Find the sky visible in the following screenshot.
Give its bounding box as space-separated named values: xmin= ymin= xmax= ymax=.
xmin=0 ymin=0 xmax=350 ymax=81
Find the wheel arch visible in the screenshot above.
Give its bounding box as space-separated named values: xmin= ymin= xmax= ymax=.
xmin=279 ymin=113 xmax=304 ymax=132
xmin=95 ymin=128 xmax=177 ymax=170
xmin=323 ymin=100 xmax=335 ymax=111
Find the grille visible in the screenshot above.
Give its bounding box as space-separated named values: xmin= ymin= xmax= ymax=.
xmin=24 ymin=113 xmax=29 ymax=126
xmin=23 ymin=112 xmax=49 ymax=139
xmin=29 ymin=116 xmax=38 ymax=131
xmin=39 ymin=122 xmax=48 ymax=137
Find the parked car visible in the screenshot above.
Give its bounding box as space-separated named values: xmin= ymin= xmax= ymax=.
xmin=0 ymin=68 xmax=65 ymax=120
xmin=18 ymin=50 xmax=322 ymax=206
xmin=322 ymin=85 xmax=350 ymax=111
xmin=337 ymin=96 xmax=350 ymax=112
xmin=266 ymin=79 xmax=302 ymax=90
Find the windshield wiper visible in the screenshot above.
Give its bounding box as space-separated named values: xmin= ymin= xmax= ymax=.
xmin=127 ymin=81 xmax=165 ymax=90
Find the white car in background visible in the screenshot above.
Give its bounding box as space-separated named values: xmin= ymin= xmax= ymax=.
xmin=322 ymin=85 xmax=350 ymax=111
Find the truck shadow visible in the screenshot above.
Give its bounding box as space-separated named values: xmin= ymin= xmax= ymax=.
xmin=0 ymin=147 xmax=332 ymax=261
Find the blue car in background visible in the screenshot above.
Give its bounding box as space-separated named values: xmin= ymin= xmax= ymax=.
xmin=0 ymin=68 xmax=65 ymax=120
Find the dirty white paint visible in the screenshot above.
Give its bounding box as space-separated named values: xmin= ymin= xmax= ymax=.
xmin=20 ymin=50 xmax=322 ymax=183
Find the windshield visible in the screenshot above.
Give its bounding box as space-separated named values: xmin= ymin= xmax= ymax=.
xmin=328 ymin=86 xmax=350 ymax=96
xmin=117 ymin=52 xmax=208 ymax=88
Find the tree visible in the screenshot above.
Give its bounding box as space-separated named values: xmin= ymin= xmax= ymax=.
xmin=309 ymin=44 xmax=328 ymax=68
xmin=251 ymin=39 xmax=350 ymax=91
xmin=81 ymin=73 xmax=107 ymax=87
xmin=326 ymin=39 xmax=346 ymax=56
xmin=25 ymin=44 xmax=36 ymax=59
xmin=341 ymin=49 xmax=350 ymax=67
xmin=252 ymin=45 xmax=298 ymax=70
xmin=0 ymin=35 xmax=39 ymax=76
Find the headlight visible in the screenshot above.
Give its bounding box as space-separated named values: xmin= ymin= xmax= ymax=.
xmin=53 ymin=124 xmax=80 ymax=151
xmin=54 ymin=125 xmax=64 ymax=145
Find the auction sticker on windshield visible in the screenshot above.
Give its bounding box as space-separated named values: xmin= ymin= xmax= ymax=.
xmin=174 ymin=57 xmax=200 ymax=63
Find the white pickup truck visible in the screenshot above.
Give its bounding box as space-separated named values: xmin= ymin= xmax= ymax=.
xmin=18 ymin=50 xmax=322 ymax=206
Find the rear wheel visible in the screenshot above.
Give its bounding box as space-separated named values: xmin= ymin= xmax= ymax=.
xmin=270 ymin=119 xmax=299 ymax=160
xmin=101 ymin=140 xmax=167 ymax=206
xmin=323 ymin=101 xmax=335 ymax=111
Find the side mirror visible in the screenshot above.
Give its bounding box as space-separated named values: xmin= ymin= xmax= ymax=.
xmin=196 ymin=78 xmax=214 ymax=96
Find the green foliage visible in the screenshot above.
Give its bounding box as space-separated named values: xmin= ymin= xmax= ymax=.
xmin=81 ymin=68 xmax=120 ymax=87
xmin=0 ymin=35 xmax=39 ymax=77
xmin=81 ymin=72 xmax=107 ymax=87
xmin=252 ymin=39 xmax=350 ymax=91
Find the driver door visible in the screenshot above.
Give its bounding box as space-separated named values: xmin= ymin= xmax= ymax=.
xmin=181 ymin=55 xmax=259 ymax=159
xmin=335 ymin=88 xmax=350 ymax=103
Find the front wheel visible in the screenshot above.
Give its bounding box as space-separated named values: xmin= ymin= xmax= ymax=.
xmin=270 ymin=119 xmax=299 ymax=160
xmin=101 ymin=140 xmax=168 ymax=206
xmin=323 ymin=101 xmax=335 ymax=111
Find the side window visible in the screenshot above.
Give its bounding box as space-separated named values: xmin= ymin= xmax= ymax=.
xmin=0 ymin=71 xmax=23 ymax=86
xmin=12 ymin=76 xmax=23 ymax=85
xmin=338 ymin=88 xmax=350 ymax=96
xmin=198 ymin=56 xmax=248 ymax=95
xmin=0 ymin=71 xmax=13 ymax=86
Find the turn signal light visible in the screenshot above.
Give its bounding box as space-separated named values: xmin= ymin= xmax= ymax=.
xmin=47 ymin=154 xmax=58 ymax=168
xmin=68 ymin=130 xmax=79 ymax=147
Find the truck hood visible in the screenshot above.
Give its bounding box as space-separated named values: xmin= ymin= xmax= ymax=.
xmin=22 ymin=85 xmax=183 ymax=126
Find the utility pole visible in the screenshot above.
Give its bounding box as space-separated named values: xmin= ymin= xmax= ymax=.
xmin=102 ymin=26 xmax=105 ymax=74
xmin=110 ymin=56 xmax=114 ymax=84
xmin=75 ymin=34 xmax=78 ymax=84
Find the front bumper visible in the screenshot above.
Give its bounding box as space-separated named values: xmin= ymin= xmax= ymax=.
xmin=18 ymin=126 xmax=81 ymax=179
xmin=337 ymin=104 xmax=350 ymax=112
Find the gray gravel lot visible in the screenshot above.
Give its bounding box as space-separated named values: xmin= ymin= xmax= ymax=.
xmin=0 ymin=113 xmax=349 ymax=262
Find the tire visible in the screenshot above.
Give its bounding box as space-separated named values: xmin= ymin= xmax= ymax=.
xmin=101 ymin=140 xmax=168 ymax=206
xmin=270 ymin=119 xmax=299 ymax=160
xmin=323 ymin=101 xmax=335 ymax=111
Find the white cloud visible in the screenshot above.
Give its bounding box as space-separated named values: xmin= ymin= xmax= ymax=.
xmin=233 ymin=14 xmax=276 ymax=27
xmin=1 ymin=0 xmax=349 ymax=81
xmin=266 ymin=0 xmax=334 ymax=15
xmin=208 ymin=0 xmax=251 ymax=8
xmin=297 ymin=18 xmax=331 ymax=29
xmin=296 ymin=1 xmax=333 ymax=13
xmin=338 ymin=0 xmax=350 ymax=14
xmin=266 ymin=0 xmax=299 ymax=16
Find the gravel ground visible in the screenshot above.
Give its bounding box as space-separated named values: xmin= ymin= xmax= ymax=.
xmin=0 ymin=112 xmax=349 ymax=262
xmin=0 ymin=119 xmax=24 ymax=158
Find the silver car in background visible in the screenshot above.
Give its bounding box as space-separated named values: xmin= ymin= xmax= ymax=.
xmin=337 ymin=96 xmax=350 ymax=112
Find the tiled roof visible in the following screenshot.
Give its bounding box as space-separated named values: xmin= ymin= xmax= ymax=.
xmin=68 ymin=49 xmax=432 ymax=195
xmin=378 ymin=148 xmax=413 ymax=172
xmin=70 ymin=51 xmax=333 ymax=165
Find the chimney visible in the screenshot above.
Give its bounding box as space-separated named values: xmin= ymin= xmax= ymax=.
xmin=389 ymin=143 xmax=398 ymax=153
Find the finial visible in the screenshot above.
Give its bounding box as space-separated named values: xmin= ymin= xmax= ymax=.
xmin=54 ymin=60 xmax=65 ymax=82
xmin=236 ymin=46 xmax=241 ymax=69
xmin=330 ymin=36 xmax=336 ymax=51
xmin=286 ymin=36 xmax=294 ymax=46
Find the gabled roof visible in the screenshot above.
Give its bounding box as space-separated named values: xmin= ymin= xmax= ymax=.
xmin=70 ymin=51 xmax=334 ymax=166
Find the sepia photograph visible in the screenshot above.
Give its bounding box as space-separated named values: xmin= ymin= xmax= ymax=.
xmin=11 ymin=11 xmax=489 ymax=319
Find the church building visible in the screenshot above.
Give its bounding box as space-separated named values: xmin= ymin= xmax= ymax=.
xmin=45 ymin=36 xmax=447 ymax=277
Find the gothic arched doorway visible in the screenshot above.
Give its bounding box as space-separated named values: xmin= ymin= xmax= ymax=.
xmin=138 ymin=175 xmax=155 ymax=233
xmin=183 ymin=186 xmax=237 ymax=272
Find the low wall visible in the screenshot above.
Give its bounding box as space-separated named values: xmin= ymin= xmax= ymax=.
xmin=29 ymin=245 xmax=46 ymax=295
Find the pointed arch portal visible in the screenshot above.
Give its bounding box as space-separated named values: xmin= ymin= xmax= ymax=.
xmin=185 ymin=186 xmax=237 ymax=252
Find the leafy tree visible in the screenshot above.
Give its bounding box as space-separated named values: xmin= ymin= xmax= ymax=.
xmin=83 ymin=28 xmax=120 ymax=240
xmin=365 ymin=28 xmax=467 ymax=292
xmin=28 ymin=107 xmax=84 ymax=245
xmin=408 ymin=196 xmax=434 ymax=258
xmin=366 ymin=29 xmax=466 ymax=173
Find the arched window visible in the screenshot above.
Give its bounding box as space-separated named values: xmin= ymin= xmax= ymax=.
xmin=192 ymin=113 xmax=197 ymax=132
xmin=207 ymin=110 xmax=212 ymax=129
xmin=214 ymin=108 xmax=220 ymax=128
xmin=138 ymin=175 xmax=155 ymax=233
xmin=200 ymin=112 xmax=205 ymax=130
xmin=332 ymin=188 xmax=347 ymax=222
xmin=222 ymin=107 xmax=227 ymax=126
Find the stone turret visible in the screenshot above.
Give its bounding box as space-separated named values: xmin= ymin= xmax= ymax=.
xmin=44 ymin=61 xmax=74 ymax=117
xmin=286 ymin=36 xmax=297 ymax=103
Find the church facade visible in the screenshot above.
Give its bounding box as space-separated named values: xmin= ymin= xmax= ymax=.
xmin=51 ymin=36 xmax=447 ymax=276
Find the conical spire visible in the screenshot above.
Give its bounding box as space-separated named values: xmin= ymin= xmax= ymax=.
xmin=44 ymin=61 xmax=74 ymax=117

=====

PROBLEM DETAILS =
Extract every line above that contains the word "side".

RESPONSE =
Find the side mirror visible in the screenshot above.
Find the side window visible in the screenshot above.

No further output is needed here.